Directions:
Copy the lines of the records between the line holding "Point out every instance of the utility" and the line holding "x=385, y=120", inclusive, reproducing each one character for character and nothing else.

Material for this exercise:
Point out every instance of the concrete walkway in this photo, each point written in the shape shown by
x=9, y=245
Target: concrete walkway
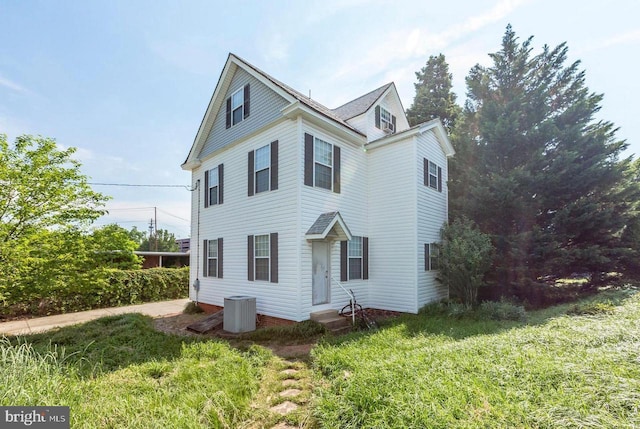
x=41, y=324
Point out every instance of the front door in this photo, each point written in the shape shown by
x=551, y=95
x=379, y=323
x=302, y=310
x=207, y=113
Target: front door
x=321, y=273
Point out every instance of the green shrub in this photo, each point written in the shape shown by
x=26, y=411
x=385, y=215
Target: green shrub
x=466, y=256
x=100, y=289
x=501, y=310
x=592, y=308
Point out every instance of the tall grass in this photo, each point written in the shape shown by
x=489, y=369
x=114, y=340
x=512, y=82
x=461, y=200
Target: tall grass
x=436, y=371
x=119, y=372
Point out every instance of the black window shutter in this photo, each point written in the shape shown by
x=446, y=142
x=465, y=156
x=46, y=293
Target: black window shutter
x=426, y=256
x=220, y=258
x=206, y=189
x=273, y=254
x=274, y=165
x=336, y=169
x=205, y=254
x=308, y=159
x=250, y=256
x=344, y=269
x=247, y=104
x=426, y=172
x=220, y=183
x=365, y=258
x=251, y=168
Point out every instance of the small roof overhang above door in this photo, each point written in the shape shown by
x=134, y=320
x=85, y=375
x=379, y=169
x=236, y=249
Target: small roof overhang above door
x=329, y=226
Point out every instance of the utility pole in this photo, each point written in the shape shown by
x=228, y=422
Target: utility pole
x=151, y=224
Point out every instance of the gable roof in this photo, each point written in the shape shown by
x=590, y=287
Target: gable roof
x=434, y=125
x=288, y=93
x=361, y=104
x=329, y=224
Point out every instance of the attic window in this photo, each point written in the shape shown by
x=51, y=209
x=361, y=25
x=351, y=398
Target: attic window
x=237, y=106
x=385, y=120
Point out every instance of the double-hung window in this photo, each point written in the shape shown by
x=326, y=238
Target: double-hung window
x=213, y=188
x=263, y=169
x=237, y=106
x=212, y=258
x=263, y=257
x=432, y=175
x=386, y=119
x=323, y=164
x=212, y=251
x=431, y=256
x=262, y=164
x=355, y=258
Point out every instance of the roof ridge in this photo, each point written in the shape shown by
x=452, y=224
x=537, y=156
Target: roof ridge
x=319, y=107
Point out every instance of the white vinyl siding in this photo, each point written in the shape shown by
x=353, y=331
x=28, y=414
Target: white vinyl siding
x=432, y=215
x=262, y=169
x=351, y=202
x=241, y=216
x=392, y=226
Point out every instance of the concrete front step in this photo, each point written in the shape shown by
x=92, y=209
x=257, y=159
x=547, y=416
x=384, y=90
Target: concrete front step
x=318, y=316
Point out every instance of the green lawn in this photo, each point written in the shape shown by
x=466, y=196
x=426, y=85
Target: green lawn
x=433, y=370
x=119, y=372
x=568, y=366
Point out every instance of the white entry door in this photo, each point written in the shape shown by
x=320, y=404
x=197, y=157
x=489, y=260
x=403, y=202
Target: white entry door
x=321, y=272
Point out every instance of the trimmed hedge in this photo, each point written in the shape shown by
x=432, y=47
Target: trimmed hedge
x=111, y=289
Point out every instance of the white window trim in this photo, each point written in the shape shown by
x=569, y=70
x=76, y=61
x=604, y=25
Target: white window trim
x=256, y=171
x=434, y=175
x=322, y=163
x=214, y=176
x=349, y=258
x=255, y=258
x=210, y=244
x=434, y=249
x=241, y=106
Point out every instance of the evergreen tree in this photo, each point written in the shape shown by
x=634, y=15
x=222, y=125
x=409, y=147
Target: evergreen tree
x=542, y=176
x=434, y=98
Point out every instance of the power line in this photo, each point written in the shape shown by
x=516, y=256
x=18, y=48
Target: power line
x=187, y=187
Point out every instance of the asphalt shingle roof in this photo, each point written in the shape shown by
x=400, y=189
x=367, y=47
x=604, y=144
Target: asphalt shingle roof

Exercise answer:
Point out every instance of the utility pole in this photo, each point written in the shape shown by
x=228, y=422
Target: utility pole
x=151, y=224
Point out every instance of the gable roof in this photo, each point written in the shape shown by
x=590, y=287
Target: gable roof
x=434, y=125
x=288, y=93
x=361, y=104
x=329, y=224
Point out every instance of the attic window in this photo, each point written in the shape shown by
x=51, y=209
x=361, y=25
x=351, y=398
Target: attic window
x=237, y=106
x=385, y=120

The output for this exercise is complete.